Exercise instructions – Output each line of the data below as a string in a JSON list, skipping blank lines and leaving out the pictures.

[Position identification data]
= = = = = = =
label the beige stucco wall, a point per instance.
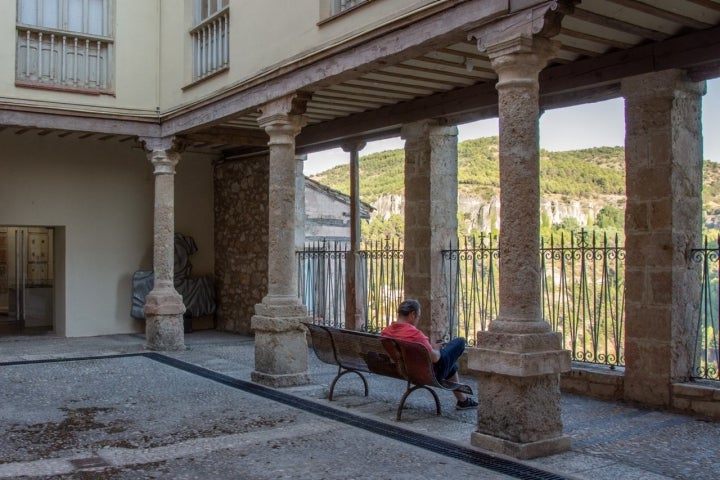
(99, 197)
(153, 58)
(265, 34)
(136, 69)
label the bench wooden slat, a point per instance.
(356, 352)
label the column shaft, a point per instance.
(663, 222)
(164, 307)
(280, 344)
(354, 288)
(430, 218)
(519, 359)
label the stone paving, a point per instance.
(104, 408)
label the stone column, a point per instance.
(164, 306)
(300, 202)
(355, 289)
(280, 346)
(519, 359)
(430, 218)
(663, 222)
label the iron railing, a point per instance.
(322, 273)
(582, 285)
(707, 339)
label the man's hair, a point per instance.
(408, 306)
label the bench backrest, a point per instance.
(322, 343)
(367, 352)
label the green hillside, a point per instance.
(588, 173)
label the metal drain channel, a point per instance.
(448, 449)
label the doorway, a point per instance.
(26, 279)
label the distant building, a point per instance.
(327, 213)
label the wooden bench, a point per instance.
(360, 352)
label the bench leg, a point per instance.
(407, 393)
(340, 374)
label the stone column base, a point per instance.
(164, 324)
(164, 332)
(281, 349)
(521, 451)
(280, 380)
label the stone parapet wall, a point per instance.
(693, 398)
(241, 240)
(596, 382)
(697, 398)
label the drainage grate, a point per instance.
(448, 449)
(88, 463)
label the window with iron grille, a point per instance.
(211, 38)
(65, 44)
(339, 6)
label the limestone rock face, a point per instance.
(483, 214)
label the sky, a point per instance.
(600, 124)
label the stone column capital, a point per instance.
(542, 20)
(666, 83)
(426, 128)
(283, 118)
(163, 153)
(353, 146)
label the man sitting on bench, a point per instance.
(444, 360)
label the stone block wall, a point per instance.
(592, 382)
(691, 398)
(241, 240)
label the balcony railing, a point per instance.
(707, 334)
(59, 59)
(582, 285)
(211, 42)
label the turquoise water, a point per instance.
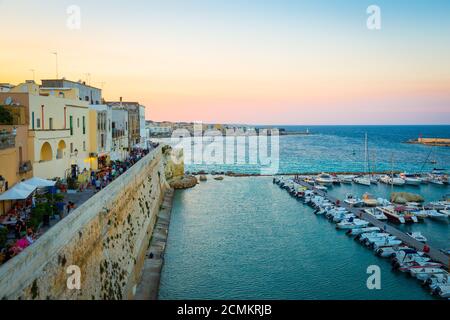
(245, 238)
(341, 148)
(437, 232)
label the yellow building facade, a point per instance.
(59, 130)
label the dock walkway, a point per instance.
(434, 253)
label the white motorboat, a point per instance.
(343, 216)
(364, 236)
(384, 179)
(321, 187)
(397, 181)
(369, 200)
(362, 180)
(424, 273)
(437, 279)
(443, 291)
(416, 264)
(385, 243)
(446, 212)
(390, 252)
(352, 224)
(355, 232)
(376, 213)
(417, 236)
(324, 179)
(346, 179)
(435, 215)
(392, 180)
(351, 200)
(411, 179)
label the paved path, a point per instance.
(434, 254)
(151, 274)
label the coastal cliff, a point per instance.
(106, 238)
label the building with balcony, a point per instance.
(87, 93)
(136, 127)
(14, 157)
(119, 127)
(58, 129)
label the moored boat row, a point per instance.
(405, 259)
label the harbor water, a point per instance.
(244, 238)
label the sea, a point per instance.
(245, 238)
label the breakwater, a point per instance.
(106, 239)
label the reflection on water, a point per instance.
(244, 238)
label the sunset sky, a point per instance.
(236, 61)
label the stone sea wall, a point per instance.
(106, 238)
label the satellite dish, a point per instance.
(8, 101)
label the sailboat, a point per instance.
(364, 180)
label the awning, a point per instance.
(20, 191)
(39, 182)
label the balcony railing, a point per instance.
(7, 140)
(25, 167)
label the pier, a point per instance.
(434, 142)
(433, 253)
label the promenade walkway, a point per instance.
(151, 274)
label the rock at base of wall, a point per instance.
(185, 182)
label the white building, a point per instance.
(142, 130)
(119, 127)
(104, 132)
(155, 129)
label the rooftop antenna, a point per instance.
(56, 61)
(88, 78)
(33, 71)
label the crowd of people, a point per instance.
(15, 226)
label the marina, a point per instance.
(376, 233)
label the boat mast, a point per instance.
(365, 155)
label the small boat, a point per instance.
(355, 232)
(424, 273)
(369, 200)
(352, 224)
(324, 179)
(346, 179)
(397, 181)
(390, 252)
(446, 212)
(385, 243)
(399, 215)
(376, 213)
(362, 180)
(417, 236)
(411, 179)
(352, 201)
(416, 264)
(443, 291)
(321, 187)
= = = = = = =
Task solution –
[
  "label the beige stucco wall, a point per instance.",
  "(99, 197)",
  "(153, 58)",
  "(265, 34)",
  "(136, 69)",
  "label the bench wooden slat, a point per instance.",
  "(356, 352)",
  "label the column shaft, a point per instance.",
  "(663, 222)",
  "(164, 307)",
  "(280, 344)",
  "(354, 288)",
  "(430, 218)",
  "(519, 359)",
  "label the stone paving, a point per instance.",
  "(104, 408)",
  "label the stone column, a point per instance.",
  "(164, 306)",
  "(300, 202)",
  "(355, 289)",
  "(280, 346)",
  "(519, 359)",
  "(430, 218)",
  "(663, 222)",
  "label the iron railing, a point per instance.",
  "(322, 273)",
  "(582, 285)",
  "(707, 339)",
  "label the man's hair, a point per instance.",
  "(408, 306)",
  "label the bench backrest, a point per instance.",
  "(322, 343)",
  "(367, 352)",
  "label the green hillside, a point per instance.",
  "(588, 173)",
  "label the metal drain channel, a point per instance.",
  "(448, 449)",
  "label the doorway, a point per instance.",
  "(26, 279)",
  "label the distant building, a point per instance.",
  "(327, 213)",
  "label the wooden bench, a point per instance.",
  "(360, 352)",
  "label the bench leg, a point per instance.",
  "(407, 393)",
  "(340, 374)",
  "label the stone column base, a point per instance.",
  "(164, 324)",
  "(164, 332)",
  "(281, 349)",
  "(521, 451)",
  "(280, 380)",
  "label the stone parapet wall, a point per instance.",
  "(693, 398)",
  "(241, 240)",
  "(596, 382)",
  "(697, 398)",
  "label the drainage grate, a point per instance.",
  "(448, 449)",
  "(88, 463)",
  "label the window with iron grille, a point per instance.",
  "(211, 38)",
  "(65, 44)",
  "(339, 6)",
  "label the limestone rock face, a point per instance.",
  "(483, 214)",
  "label the sky, a point per instance.",
  "(600, 124)",
  "label the stone column capital, a point per instance.",
  "(542, 20)",
  "(666, 83)",
  "(426, 128)",
  "(283, 118)",
  "(163, 153)",
  "(353, 146)",
  "label the man sitting on bench, a point per instance.",
  "(444, 360)",
  "label the stone block wall, a point per instance.",
  "(592, 382)",
  "(691, 398)",
  "(241, 240)",
  "label the balcony railing, a point per instance.",
  "(707, 334)",
  "(59, 59)",
  "(582, 285)",
  "(211, 42)",
  "label the turquoise water, a point per instance.",
  "(245, 238)",
  "(341, 148)",
  "(437, 232)",
  "label the yellow building facade, a point per instance.",
  "(59, 130)",
  "label the dock walkway, a point per instance.",
  "(434, 253)",
  "label the white motorboat, a point per instance.",
  "(343, 216)",
  "(364, 236)",
  "(384, 179)",
  "(321, 187)",
  "(397, 181)",
  "(369, 200)",
  "(362, 180)",
  "(424, 273)",
  "(437, 279)",
  "(443, 291)",
  "(416, 264)",
  "(385, 243)",
  "(446, 212)",
  "(390, 252)",
  "(352, 224)",
  "(355, 232)",
  "(376, 213)",
  "(417, 236)",
  "(324, 179)",
  "(346, 179)",
  "(435, 215)",
  "(392, 180)",
  "(351, 200)",
  "(411, 179)",
  "label the paved path, a point per instance.",
  "(434, 254)",
  "(151, 274)",
  "label the coastal cliff, a point per instance.",
  "(106, 238)",
  "label the building with balcony, a point per instance.",
  "(87, 93)",
  "(136, 127)",
  "(14, 157)",
  "(119, 127)",
  "(58, 129)",
  "label the moored boat row, a point per instance.",
  "(405, 259)",
  "label the harbor water, a point per instance.",
  "(244, 238)",
  "label the sea, a point per instance.",
  "(245, 238)",
  "label the breakwater, a point per instance.",
  "(106, 239)",
  "label the reflection on water, a point per instance.",
  "(244, 238)",
  "label the sunset sky, a point per instance.",
  "(236, 61)",
  "label the stone sea wall, a point per instance.",
  "(106, 238)",
  "label the satellite dish, a point per instance.",
  "(8, 101)",
  "label the sailboat, a point per instance.",
  "(364, 180)",
  "label the awning, a point per instance.",
  "(20, 191)",
  "(39, 182)",
  "label the balcony railing, a point per instance.",
  "(7, 140)",
  "(25, 167)",
  "label the pier, a point per instance.",
  "(434, 142)",
  "(433, 253)",
  "label the promenade walkway, a point per instance.",
  "(151, 274)",
  "label the rock at base of wall, a point per instance.",
  "(185, 182)",
  "label the white building, a point per instance.",
  "(142, 130)",
  "(119, 127)",
  "(104, 132)",
  "(155, 129)",
  "label the rooftop antenna, a point per instance.",
  "(56, 61)",
  "(88, 78)",
  "(33, 71)",
  "label the crowd of people, a point per instance.",
  "(15, 226)",
  "label the marina, a point per instance.",
  "(376, 233)",
  "label the boat mast, a point per instance.",
  "(365, 155)",
  "label the small boat, a point per instance.",
  "(355, 232)",
  "(424, 273)",
  "(369, 200)",
  "(352, 224)",
  "(324, 179)",
  "(346, 179)",
  "(397, 181)",
  "(390, 252)",
  "(446, 212)",
  "(385, 243)",
  "(399, 215)",
  "(376, 213)",
  "(362, 180)",
  "(417, 236)",
  "(411, 179)",
  "(352, 201)",
  "(416, 264)",
  "(443, 291)",
  "(321, 187)"
]